Excerpt:

>>>>>

KATY, TX – Hate to tell you, kids, but it’s almost back to school time, which means getting your shots up to date. That is, unless your parents opt out.
More and more are doing that, despite the majority of doctors encouraging vaccinations against things like Polio, the mumps, and measles. Anti-vaccine folks say they contain dangerous chemicals and may cause more harm than good… even Autism.
Anna Dragsbaek of the Immunization Partnership in Katy, says, not so, “That is their opinion, but it’s not based in fact. It’s not based in science.”
Last school year, parents of 45,000 Texas kids requested non-medical vaccine exemptions. That’s almost a 9% increase over the previous year. “In Katy,” says Dragsbaek, “the rate of people choosing non-medical exemptions for their children is one and 1/2 times the state average. In Conroe, it’s two times the state average. In Cy-Fair, it’s gone up almost one percentage point in just one year.”
She says non-vaccinating families tend to cluster together, “So there could be schools within Katy ISD or Cy-Fair ISD that have dangerously high rates of non-medical exemptions.”
Katy mother of two Tisha Loche strongly supports inoculations. “If my child is going to be playing with your child in school, it’s important to get them vaccinated,” she says, “It’s not just for the health of their children but all of the children that have to play with their children.”
“From a community perspective,” explains Dragsbaek, “the danger is that those children could spread very dangerous disease to others.”
In California, they’ve passed a mandatory vaccination law for kids in public and private schools. No vaccination; no admission.
It’s caused quite an uproar among anti-vax folks, like Karen Kain, “This is America. We should be the ones who tell our families what they’re gonna be injected with.”
Any chance big government will pass a similar law in Texas? “Instead of an approach like they have in California,” says Dragsbaek, “we would like to see Texans be better educated about the choices that they’re making.”
It’s tough with so much iffy information out there, but she says you can get scientific proof at sites like ImmunizeUSA.org. She adds, though, “Your best source for accurate information is your doctor.”

<<<<<

Entries provided:
>>>>>

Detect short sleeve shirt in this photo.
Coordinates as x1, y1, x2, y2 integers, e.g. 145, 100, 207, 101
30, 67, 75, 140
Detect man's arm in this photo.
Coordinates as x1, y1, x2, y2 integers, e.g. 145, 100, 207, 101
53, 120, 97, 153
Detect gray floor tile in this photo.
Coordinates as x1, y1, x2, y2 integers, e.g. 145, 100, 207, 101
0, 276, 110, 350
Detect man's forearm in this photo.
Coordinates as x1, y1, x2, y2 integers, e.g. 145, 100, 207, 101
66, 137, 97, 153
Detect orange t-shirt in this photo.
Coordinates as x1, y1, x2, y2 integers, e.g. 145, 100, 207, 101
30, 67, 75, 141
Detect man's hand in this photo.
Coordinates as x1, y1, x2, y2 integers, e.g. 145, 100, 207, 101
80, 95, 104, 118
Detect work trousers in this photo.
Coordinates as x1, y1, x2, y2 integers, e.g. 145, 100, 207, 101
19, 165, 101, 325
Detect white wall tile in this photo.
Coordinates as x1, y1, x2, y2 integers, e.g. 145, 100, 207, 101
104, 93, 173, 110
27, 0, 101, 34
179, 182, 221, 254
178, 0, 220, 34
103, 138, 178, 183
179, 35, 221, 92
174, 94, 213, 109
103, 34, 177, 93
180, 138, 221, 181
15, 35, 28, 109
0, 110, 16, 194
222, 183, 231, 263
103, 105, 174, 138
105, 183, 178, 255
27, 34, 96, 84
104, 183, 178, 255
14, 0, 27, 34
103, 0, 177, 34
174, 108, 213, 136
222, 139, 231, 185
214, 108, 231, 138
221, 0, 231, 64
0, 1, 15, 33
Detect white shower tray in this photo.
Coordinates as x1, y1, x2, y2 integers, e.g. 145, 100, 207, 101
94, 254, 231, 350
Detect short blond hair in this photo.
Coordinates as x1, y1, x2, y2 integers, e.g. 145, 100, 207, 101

<<<<<

Assigned task: Write out the vaccine exemption news story from the words "More and more" up to and including the words "good… even Autism.", copying it word for word.

Your solution:
More and more are doing that, despite the majority of doctors encouraging vaccinations against things like Polio, the mumps, and measles. Anti-vaccine folks say they contain dangerous chemicals and may cause more harm than good… even Autism.